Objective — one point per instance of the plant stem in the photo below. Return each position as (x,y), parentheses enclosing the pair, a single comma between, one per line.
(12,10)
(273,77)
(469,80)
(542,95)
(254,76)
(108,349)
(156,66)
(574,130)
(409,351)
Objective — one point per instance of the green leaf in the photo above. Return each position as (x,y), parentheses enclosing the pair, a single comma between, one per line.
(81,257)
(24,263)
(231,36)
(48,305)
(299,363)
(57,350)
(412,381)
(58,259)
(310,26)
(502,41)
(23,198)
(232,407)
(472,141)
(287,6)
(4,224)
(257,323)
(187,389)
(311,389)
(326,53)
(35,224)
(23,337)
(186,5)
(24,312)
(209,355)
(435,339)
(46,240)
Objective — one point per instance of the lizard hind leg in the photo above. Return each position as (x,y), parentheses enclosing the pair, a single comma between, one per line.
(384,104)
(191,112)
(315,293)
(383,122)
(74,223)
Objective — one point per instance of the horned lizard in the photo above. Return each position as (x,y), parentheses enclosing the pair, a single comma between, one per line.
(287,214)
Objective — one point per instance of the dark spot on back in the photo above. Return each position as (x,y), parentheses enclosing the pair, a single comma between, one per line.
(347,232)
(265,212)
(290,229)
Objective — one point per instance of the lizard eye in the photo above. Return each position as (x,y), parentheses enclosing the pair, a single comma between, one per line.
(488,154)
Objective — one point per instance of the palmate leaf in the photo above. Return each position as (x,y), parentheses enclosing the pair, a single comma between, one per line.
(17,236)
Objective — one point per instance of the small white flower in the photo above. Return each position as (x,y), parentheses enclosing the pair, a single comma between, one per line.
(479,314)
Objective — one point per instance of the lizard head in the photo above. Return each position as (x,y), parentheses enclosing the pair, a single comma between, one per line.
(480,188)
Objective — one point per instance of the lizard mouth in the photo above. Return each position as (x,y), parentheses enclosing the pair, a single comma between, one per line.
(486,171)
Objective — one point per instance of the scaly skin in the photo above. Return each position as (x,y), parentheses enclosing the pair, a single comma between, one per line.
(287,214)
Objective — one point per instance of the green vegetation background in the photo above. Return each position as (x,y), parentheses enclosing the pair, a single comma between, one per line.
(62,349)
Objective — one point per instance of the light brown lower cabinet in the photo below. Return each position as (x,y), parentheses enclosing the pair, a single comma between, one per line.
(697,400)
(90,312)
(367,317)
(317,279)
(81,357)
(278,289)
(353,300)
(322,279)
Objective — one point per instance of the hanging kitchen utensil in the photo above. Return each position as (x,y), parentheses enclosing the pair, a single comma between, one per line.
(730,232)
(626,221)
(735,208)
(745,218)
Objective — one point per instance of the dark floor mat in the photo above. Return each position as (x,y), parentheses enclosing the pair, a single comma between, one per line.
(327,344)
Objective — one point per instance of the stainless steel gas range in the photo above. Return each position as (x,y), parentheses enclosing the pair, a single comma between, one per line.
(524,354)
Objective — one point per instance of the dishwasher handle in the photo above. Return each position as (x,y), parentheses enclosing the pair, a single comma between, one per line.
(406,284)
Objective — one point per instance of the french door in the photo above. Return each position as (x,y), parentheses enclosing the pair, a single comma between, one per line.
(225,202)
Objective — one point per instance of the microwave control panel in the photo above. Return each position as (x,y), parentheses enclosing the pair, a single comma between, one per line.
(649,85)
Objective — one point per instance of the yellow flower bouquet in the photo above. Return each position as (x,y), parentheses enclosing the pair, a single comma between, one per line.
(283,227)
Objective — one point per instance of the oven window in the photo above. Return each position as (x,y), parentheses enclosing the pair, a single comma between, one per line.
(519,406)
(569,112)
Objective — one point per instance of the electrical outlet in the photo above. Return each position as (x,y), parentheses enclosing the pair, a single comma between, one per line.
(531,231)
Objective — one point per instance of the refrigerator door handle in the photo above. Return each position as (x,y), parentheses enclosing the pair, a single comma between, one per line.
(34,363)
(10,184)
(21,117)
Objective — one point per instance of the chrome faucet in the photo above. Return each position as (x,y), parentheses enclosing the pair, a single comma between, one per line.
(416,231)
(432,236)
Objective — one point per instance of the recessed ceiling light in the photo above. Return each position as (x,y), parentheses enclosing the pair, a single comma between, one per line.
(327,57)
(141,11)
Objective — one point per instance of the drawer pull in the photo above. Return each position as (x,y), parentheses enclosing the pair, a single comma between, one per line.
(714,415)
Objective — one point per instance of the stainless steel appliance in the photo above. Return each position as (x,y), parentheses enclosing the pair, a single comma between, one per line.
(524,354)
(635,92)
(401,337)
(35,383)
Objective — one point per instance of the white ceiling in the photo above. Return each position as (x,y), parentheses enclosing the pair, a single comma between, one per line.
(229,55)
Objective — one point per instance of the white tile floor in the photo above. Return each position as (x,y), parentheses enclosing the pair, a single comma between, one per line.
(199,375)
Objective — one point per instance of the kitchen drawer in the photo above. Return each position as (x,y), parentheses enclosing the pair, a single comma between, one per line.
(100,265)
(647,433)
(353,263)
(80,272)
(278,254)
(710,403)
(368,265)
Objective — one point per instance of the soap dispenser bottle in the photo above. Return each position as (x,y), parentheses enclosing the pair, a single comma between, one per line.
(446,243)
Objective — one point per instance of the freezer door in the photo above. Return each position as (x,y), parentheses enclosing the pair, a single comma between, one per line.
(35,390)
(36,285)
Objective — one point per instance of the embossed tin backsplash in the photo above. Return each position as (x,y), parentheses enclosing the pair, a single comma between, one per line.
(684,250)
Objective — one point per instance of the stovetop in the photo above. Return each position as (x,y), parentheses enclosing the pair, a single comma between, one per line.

━━━

__Your task__
Recopy the whole listing exactly.

__Solution to this problem__
Objective — one point per instance of the plant stem in the photo below. Return each position as (x,y), parentheses enclosing the pair, a single comma between, one per line.
(12,10)
(273,77)
(469,80)
(542,95)
(254,76)
(108,349)
(156,66)
(574,130)
(409,351)
Objective — one point per instance of the green leaf in the photo above. Return each position as (x,y), parentheses enclosing the pair, a single comma between, one per line.
(81,257)
(24,263)
(231,36)
(48,305)
(299,363)
(57,350)
(412,381)
(58,259)
(310,26)
(502,41)
(23,198)
(232,407)
(472,141)
(287,6)
(4,224)
(257,323)
(187,389)
(311,389)
(326,53)
(35,224)
(23,337)
(186,5)
(24,312)
(209,355)
(435,339)
(46,240)
Objective — one point per instance of the lizard hind leg in the photo above. Return each position as (x,y), parentheses enclosing the pair, a single comma between, one per line.
(384,104)
(191,112)
(315,293)
(383,122)
(74,223)
Objective — one point per instance of the horned lizard in the photo above. Return each position as (x,y), parentheses enclosing the pair, a single comma between, one per line.
(287,214)
Objective — one point per instance of the dark spot on back in the photo above. Return each position as (x,y), parentheses enclosing the pair, a single comma between, one per line.
(347,232)
(265,212)
(290,229)
Objective — one point per instance of the lizard eye in the photo above. Return each position as (x,y), parentheses enclosing the pair, a single comma between, one per line.
(488,154)
Objective — one point per instance of the palmate leaf in the photo above. Return each position as (x,y), parentheses enclosing the pair, a single comma between, one per line.
(17,236)
Objective — one point per instance of the small white flower in the photo above. Return each position as (x,y), parentheses enclosing the pair, a single comma between, one per line.
(479,314)
Objective — one point per instance of the lizard head in the photo above. Return each position as (x,y), parentheses enclosing the pair, a single comma between, one per line.
(480,188)
Objective — one point per instance of the lizard mouth in the photo above. Return each position as (x,y), parentheses enclosing the pair, a single comma between, one per line.
(486,171)
Objective — one point per instance of the scaly skin in the photo above. Return each position as (x,y), parentheses enclosing the pair, a single comma between, one per line.
(287,214)
Objective — one point per instance of the green vegetation background in the photo above. Return each position as (x,y), parentheses enclosing the pair, a single comma between, one per line.
(62,349)
Objective — one point per instance of the light brown lower cabinet in the photo below. Return each position as (x,y), parentheses enclosing the pair, a single comma between, one per line.
(697,400)
(90,312)
(367,317)
(317,279)
(81,357)
(278,289)
(353,300)
(322,279)
Objective — one point per instance of the hanging kitchen utensil in the photo above. Return each position as (x,y), parentheses enclosing the pair, a single comma between, one per line.
(730,232)
(626,221)
(735,208)
(745,218)
Objective — one point per instance of the dark floor mat in the photo above. Return each position as (x,y), parentheses enclosing the pair, a single comma between, one per line.
(327,344)
Objective — one point per instance of the stainless steel gas range in the photo above. Return each position as (x,y), parentheses enclosing the pair, a single comma between, one per line.
(524,354)
Objective — one point per instance of the dishwasher handle in the photo above. Return each position as (x,y), parentheses enclosing the pair, a single comma between, one per line.
(406,284)
Objective — one point per instance of the french door in the photo above. Return each position as (x,y), parentheses enclosing the pair, a single comma between, one per line.
(225,202)
Objective — one point per instance of the microwave control panel in the photo above. Return each position as (x,y), parentheses enclosing the pair, a single comma between, one per line.
(649,85)
Objective — one point per instance of the yellow flower bouquet in the photo above. Return each position as (x,y), parentheses enclosing the pair, a single comma between, one per line.
(283,227)
Objective — one point per instance of the oven window in the photo above. Return each position as (x,y), parentheses enclosing the pair, a single comma between, one per line.
(519,406)
(569,112)
Objective — one point per instance of the electrical outlet in the photo above. Return each position as (x,y), parentheses enclosing the pair, a single comma between, one per line.
(531,231)
Objective — one point per instance of the refrigerator door handle in the photo above. Return each position as (x,y), parentheses enclosing the pair, a single comma between, one per line.
(34,363)
(10,184)
(21,117)
Objective — one point per instance of the chrome faucet in the photo above. Return each position as (x,y), parentheses enclosing the pair, a single comma between, one per line.
(416,231)
(432,236)
Objective — one point per instance of the recessed ceiling light in the photo above. Return each position as (x,y), parentheses enclosing the pair, a single comma between, one per line.
(327,57)
(141,11)
Objective — one point per instance of the drawer pull in the photo above. Return each position as (x,y), parentheses enclosing the pair, a single comma between, one per line.
(714,415)
Objective — one point per instance of the stainless steel appliance in the photo above. Return each position as (x,y), parentheses enclosing the pair, a single comma between, one per line.
(524,354)
(635,92)
(401,337)
(35,383)
Objective — one point per instance of the white ceiling in the photo above. Return each position as (x,y), parentheses enclosing the pair, a single comma between, one per line.
(229,55)
Objective — one point per instance of the white tile floor in the photo above. Return each position as (x,y), parentheses enclosing the pair, a single comma between, one per line.
(199,375)
Objective — one point per instance of the kitchen drawer in the photo above. Return each position as (x,y), parentheses enclosing the pair, a single comma between, one per line.
(100,265)
(647,433)
(353,263)
(80,272)
(278,254)
(710,403)
(368,265)
Objective — one point per instance of the soap dispenser bottle in the photo above. Return each position as (x,y), parentheses enclosing the pair, a single comma between, one per line.
(446,243)
Objective — one point per instance of the freezer door in the photo above. Return each position as (x,y), parentheses enclosing the pair, a single comma between, one per line.
(35,390)
(36,285)
Objective — one point per instance of the embossed tin backsplash in the photo above. Return each position as (x,y), parentheses enclosing the pair, a single comma between, one per line.
(684,250)
Objective — one point per instance of the stovetop in the photo above. Return each position as (x,y), parentheses enclosing the pair, a single comma between, one per line.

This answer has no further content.